[Start of Material supplied]

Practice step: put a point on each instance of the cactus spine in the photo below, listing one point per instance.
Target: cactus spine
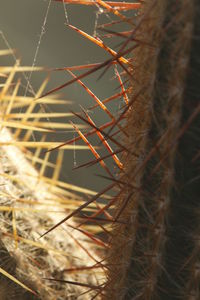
(154, 255)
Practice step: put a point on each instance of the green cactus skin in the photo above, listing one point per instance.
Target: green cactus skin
(155, 255)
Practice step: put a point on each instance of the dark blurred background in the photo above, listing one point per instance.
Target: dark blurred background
(22, 22)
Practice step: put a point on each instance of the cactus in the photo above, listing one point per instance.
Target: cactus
(154, 255)
(150, 227)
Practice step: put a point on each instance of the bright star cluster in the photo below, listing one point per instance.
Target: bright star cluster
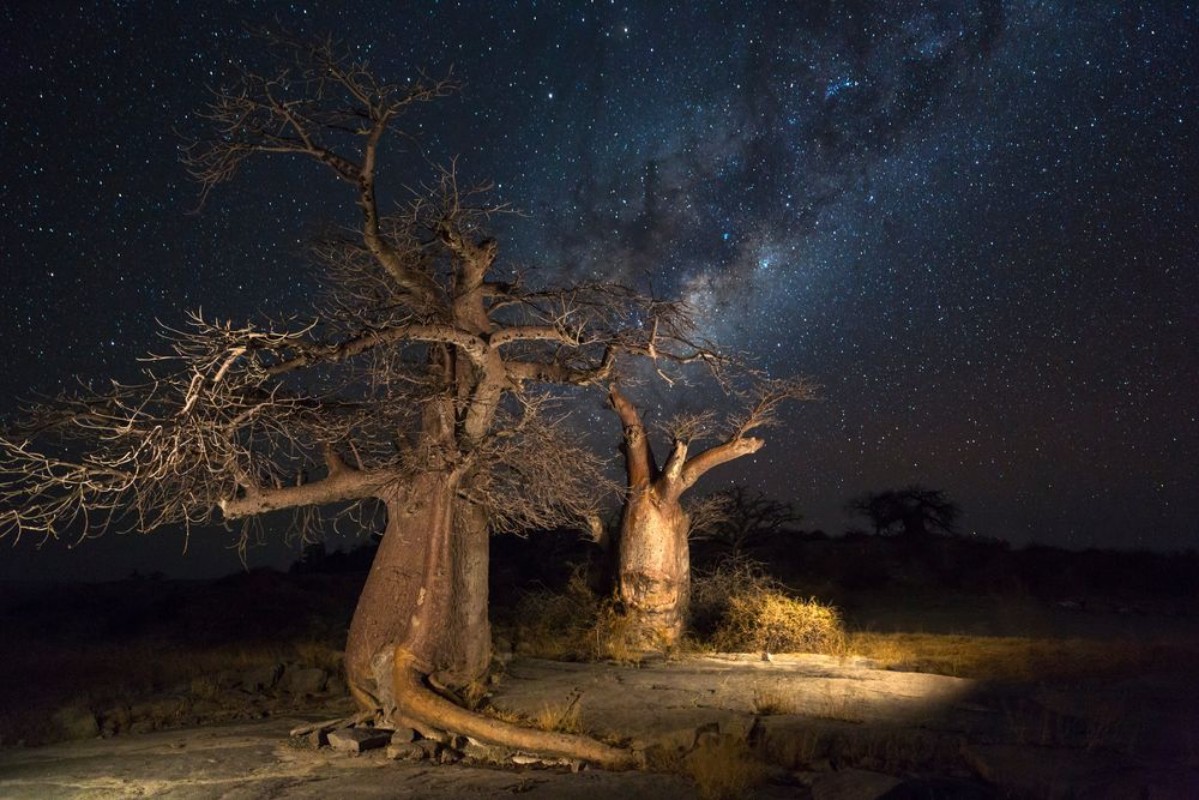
(974, 222)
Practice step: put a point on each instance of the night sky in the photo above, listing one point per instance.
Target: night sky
(974, 223)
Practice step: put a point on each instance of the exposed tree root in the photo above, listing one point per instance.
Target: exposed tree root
(417, 702)
(332, 725)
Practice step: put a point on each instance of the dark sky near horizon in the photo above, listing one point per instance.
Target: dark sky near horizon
(974, 223)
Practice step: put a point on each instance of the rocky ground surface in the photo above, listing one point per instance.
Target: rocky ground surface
(809, 726)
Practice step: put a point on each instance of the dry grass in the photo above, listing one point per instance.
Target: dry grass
(723, 768)
(558, 625)
(562, 717)
(742, 611)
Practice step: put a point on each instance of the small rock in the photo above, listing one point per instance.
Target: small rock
(431, 746)
(853, 785)
(356, 740)
(488, 753)
(305, 681)
(403, 735)
(408, 751)
(261, 679)
(77, 722)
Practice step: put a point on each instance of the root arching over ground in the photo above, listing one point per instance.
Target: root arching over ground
(417, 705)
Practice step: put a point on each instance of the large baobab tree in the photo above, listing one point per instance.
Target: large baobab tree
(413, 385)
(654, 555)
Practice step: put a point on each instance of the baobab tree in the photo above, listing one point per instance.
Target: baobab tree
(913, 512)
(654, 555)
(413, 385)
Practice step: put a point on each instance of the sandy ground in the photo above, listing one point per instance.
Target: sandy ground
(836, 729)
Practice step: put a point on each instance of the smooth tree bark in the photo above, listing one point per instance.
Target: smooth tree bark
(654, 555)
(414, 386)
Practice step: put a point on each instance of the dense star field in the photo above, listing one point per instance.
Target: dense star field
(974, 223)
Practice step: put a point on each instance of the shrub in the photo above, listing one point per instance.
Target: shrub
(745, 611)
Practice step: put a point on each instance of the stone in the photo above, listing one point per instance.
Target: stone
(357, 740)
(311, 680)
(77, 722)
(477, 751)
(853, 785)
(403, 735)
(261, 679)
(408, 751)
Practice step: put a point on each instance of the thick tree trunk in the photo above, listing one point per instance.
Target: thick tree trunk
(426, 593)
(654, 582)
(422, 619)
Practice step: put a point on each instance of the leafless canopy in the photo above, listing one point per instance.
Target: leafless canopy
(417, 358)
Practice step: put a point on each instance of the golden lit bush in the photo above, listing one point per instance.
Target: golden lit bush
(736, 608)
(558, 625)
(723, 769)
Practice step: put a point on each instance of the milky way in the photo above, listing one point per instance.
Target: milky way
(974, 223)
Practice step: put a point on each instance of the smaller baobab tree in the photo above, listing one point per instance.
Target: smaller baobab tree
(654, 555)
(914, 512)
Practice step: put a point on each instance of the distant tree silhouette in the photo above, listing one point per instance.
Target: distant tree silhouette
(737, 517)
(914, 512)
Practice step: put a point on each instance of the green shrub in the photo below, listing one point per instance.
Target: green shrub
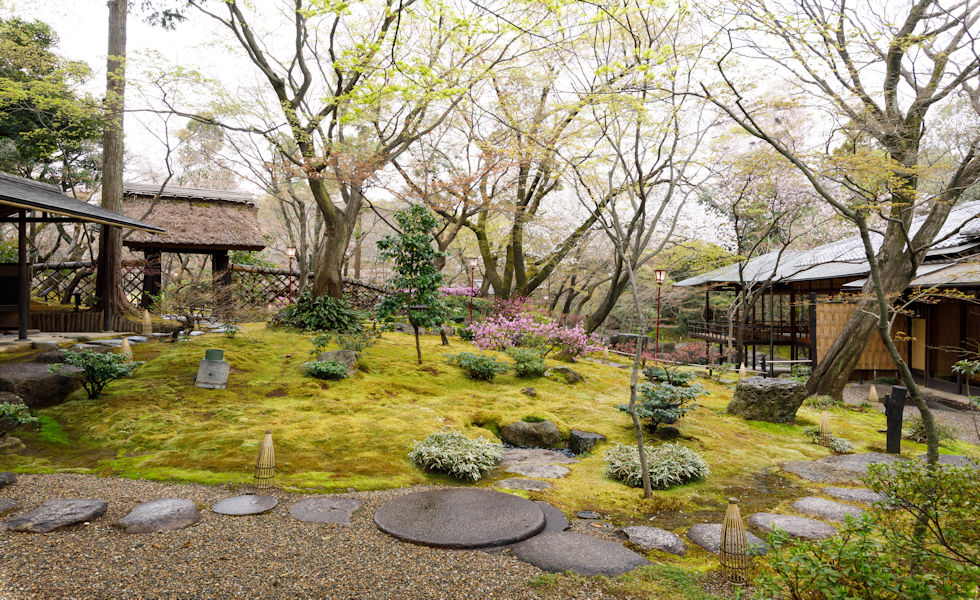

[End of Material supplied]

## Problem statement
Reproduce all of the lines above verbatim, omitting the pictures.

## Written reply
Practice step: put a point on each instance of the cactus spine in the photo below, listing one point per instance.
Target: cactus spine
(154, 255)
Practice step: put a point on each instance of the green cactus skin in the photo above, listing one point per instance.
Target: green cactus skin
(155, 255)
Practice step: put a point on each instance of the dark blurred background in the photo above, listing one point per instance.
Target: dark blurred background
(22, 22)
Practice step: put a point on each instance of the cactus in the photo above, listing one point per instance.
Target: cactus
(154, 255)
(150, 227)
Practice step: put a point on each instance of the bright star cluster in the photo below, listing one point per instance.
Target: bright star cluster
(974, 222)
Practice step: put a point on each instance of the night sky in the photo above, listing one point per instance.
Target: night sky
(974, 223)
Practice step: put a point on each instance of the exposed tree root in the photo above, listing one point per instance.
Target: exposed tree root
(417, 702)
(332, 725)
Practice step: put a point on each instance of the dark sky near horizon in the photo above, listing one point per instance.
Target: dark sky near horizon
(974, 223)
Practice step: put a point on each instance of the rocky ground surface in the photo above, listing one point per instance.
Target: rocky ground surface
(809, 726)
Practice step: put a point on each instance of the dry grass in the photo above, listing one point per instance.
Target: dry grass
(723, 768)
(558, 625)
(562, 717)
(742, 611)
Practice step: put a point on each instance of the small rock in the photo above, listing one point per instance.
Target: small rock
(431, 746)
(853, 785)
(356, 740)
(488, 753)
(305, 681)
(403, 735)
(408, 751)
(261, 679)
(77, 722)
Practice step: put a point on each instance of the root arching over ground in the photo above, listing one point per instance.
Target: root arching over ground
(417, 705)
Practice step: put a point on each instance of the large baobab tree in the photo above, listing one point per instance.
Target: large baobab tree
(413, 385)
(654, 555)
Practice step: put a point on each instance of the baobab tree in the photo above, listing one point per instance.
Target: baobab tree
(913, 512)
(654, 555)
(413, 385)
Practice step: put a point on each instance of the sandy ground in the photo above, listing one point per instance.
Target: sandy ground
(836, 729)
Practice step: put a point on each instance of the smooth tree bark in the photo above, listing one point per instance.
Target: smooth tree bark
(654, 555)
(414, 386)
Practice step: put a point on each instance of the dense star field in the photo above, listing one point per instance.
Target: dense star field
(974, 223)
Practice step: put a point on each instance of the shrub in the photo above, listing one point per instance.
Target: shrub
(745, 611)
Practice step: put a point on each instance of the stone in the photo above, listing one point per instance.
Target: stone
(357, 740)
(311, 680)
(77, 722)
(477, 751)
(853, 785)
(403, 735)
(261, 679)
(408, 751)
Practice step: put a point on each instance of the thick tree trunk in the photo above, listing one point per instance.
Target: thick tree trunk
(426, 593)
(654, 582)
(422, 619)
Practice step: put a point on each instance of the leafless canopy in the photo above, listing one point per instance.
Target: leafless canopy
(417, 358)
Practice step: put a point on each instance of the golden lit bush in the photo above, listing one point per instance.
Target: golden lit bush
(736, 608)
(558, 625)
(723, 769)
Practice step: put a point on each instance of the milky way in the photo above, listing one point per instance.
Target: milky way
(974, 223)
Practice step: put a point on each instance of the smaller baobab tree in the photo above, listing one point per instance.
Target: smaller baobab tree
(654, 555)
(914, 512)
Practice step: put a point on each instance of the distant tree silhouette in the photo above, listing one point per instance.
Target: distant tree silhouette
(737, 517)
(914, 512)
Practice step: put a point on each instance of the green shrub in the photo below, listing one point per instance.
Target: green shrub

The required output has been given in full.